*YOUR TASK*
Go line by line through the entries and show those that hold the string "evenodd".

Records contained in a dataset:
*** Begin section ***
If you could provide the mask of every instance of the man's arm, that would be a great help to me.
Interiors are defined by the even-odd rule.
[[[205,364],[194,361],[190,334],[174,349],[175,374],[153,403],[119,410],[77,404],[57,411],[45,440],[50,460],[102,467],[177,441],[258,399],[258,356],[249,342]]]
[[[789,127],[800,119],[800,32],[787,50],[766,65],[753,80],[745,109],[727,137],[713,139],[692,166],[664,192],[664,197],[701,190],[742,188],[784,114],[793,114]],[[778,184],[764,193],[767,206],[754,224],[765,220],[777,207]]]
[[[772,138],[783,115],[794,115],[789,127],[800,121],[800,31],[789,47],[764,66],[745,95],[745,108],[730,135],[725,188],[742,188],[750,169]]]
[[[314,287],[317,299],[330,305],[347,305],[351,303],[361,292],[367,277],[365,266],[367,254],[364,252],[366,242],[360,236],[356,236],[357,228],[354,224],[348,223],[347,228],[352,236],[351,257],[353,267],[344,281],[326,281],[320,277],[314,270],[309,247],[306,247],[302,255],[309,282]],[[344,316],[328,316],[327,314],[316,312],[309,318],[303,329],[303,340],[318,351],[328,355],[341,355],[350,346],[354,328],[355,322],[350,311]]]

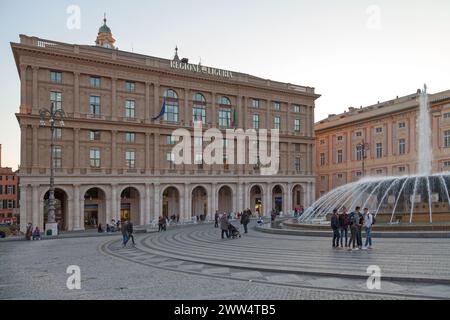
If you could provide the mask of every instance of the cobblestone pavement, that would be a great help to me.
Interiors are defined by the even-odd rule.
[[[136,237],[137,247],[121,248],[119,236],[0,243],[0,299],[404,299],[450,297],[448,285],[382,282],[382,292],[368,291],[365,280],[291,272],[265,271],[193,261],[178,256],[169,242],[202,233],[205,257],[209,247],[226,257],[227,249],[258,247],[267,235],[252,233],[236,240],[219,239],[210,225],[195,226],[164,234]],[[207,237],[209,235],[209,237]],[[213,238],[214,237],[214,238]],[[289,237],[287,237],[289,238]],[[295,238],[295,237],[294,237]],[[296,238],[298,239],[298,238]],[[316,239],[310,240],[314,246]],[[149,243],[165,243],[152,252]],[[275,240],[269,237],[269,241]],[[291,246],[298,245],[292,239]],[[300,241],[298,239],[297,241]],[[197,243],[198,244],[198,243]],[[197,244],[191,244],[193,246]],[[280,247],[280,248],[282,248]],[[186,247],[183,247],[186,250]],[[194,247],[191,247],[194,249]],[[327,248],[322,248],[326,253]],[[224,251],[225,250],[225,251]],[[185,252],[186,253],[186,252]],[[176,257],[172,257],[172,255]],[[353,253],[350,253],[353,254]],[[278,260],[270,250],[268,255]],[[244,258],[244,257],[243,257]],[[413,261],[411,261],[413,263]],[[68,290],[69,265],[81,268],[81,290]],[[257,262],[254,262],[257,266]]]

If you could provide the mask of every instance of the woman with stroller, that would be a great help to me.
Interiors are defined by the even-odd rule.
[[[220,217],[220,229],[222,230],[222,239],[224,238],[224,234],[227,236],[227,238],[230,237],[230,234],[228,232],[230,222],[228,221],[228,215],[226,213],[223,213]]]

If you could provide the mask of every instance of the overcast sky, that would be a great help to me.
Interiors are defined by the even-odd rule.
[[[68,28],[70,5],[80,28]],[[0,143],[17,168],[20,85],[9,43],[19,34],[93,44],[103,13],[121,50],[181,57],[312,86],[316,120],[414,93],[450,89],[449,0],[0,0]],[[72,21],[72,20],[70,20]]]

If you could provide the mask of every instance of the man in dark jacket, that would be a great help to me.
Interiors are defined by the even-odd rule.
[[[349,226],[349,221],[348,221],[348,213],[347,213],[347,208],[344,207],[342,209],[342,214],[339,215],[339,229],[341,231],[341,248],[344,247],[344,237],[345,237],[345,247],[348,247],[348,226]]]
[[[123,244],[123,247],[125,248],[125,246],[128,243],[127,223],[125,221],[122,223],[122,226],[120,227],[120,231],[122,232],[122,238],[123,238],[122,244]]]
[[[214,228],[219,228],[219,211],[214,215]]]
[[[339,217],[337,215],[337,209],[333,210],[333,215],[331,216],[331,229],[333,229],[333,249],[339,247]]]
[[[241,216],[241,224],[244,226],[244,233],[248,233],[248,224],[250,223],[250,216],[248,211],[245,210]]]
[[[131,242],[133,243],[133,246],[136,245],[136,243],[134,243],[133,232],[134,232],[134,229],[133,229],[133,223],[132,223],[130,220],[128,220],[128,222],[127,222],[127,234],[128,234],[128,239],[127,239],[127,241],[125,242],[125,246],[127,245],[127,243],[128,243],[128,241],[130,240],[130,238],[131,238]]]

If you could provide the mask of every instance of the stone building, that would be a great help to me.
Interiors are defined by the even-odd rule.
[[[46,220],[50,130],[40,126],[42,108],[66,113],[53,149],[63,230],[113,218],[146,225],[160,215],[190,221],[216,210],[286,212],[313,202],[314,88],[190,64],[178,52],[162,59],[120,51],[106,19],[95,46],[21,35],[11,47],[21,80],[22,230]],[[227,159],[175,165],[171,135],[193,131],[194,120],[204,130],[278,128],[278,174]]]

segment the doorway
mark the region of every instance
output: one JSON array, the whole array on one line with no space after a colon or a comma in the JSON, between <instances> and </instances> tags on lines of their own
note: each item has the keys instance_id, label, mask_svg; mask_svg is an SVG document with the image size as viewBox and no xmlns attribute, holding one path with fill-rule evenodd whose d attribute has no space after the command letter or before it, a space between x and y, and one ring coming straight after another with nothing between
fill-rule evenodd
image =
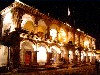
*** End section ***
*ANSWER AREA*
note: each item has the keys instance_id, label, mask_svg; mask_svg is an SVG document with the image size as viewBox and no xmlns attribute, holding one path with fill-rule evenodd whose d attribute has no space after the command letter or before it, a space between x and y, and one ring coming straight after another with nothing between
fill-rule evenodd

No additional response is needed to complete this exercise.